• WHAT THE TASK REQUIRES:
In the entries below, find the line containing "Query: tree". Copy it and all lines after it, exactly, through the end.

----- RECORD SET -----

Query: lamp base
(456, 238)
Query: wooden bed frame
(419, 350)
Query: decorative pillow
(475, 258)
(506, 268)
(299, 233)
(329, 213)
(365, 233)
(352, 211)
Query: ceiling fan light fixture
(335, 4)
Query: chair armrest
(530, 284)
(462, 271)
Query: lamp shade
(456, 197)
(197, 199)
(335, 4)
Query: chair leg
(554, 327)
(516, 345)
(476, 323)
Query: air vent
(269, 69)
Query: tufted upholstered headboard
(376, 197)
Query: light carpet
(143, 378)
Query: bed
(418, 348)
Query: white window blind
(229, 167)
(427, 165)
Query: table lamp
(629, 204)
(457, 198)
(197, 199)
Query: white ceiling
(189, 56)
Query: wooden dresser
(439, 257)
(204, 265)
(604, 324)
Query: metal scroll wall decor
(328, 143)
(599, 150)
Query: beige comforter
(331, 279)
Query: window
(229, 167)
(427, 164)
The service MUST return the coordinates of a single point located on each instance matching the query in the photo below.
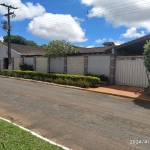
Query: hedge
(74, 80)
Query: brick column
(48, 64)
(34, 64)
(22, 60)
(13, 63)
(112, 69)
(85, 65)
(65, 65)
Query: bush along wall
(65, 79)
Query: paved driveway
(77, 119)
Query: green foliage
(26, 67)
(147, 55)
(58, 49)
(74, 80)
(16, 39)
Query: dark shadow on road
(141, 103)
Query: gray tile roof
(25, 50)
(83, 50)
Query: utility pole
(7, 27)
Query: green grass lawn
(14, 138)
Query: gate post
(112, 69)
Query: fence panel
(57, 65)
(29, 60)
(41, 64)
(99, 65)
(131, 71)
(17, 62)
(75, 65)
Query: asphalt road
(77, 119)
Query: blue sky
(86, 23)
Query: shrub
(74, 80)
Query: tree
(58, 49)
(16, 39)
(147, 55)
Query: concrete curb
(35, 134)
(72, 87)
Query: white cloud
(91, 46)
(100, 40)
(129, 13)
(57, 27)
(24, 11)
(1, 38)
(117, 42)
(132, 33)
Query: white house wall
(41, 64)
(3, 52)
(99, 65)
(75, 65)
(57, 65)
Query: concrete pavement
(78, 119)
(116, 90)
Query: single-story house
(132, 48)
(17, 51)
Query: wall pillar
(48, 64)
(85, 65)
(34, 64)
(65, 65)
(13, 63)
(112, 69)
(22, 60)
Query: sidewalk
(123, 91)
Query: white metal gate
(130, 70)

-----

• TASK RESULT:
Query: tree
(58, 49)
(16, 39)
(147, 55)
Query: concrete curb
(35, 134)
(72, 87)
Query: white cloud
(91, 46)
(100, 40)
(129, 13)
(57, 27)
(24, 11)
(1, 38)
(117, 42)
(132, 33)
Query: white house wall
(41, 64)
(3, 52)
(99, 65)
(75, 65)
(57, 65)
Query: concrete pavement
(78, 119)
(116, 90)
Query: single-story house
(132, 48)
(17, 51)
Query: wall pillar
(48, 64)
(85, 65)
(34, 64)
(65, 65)
(13, 63)
(112, 69)
(22, 60)
Query: sidewalk
(123, 91)
Query: white metal gate
(130, 70)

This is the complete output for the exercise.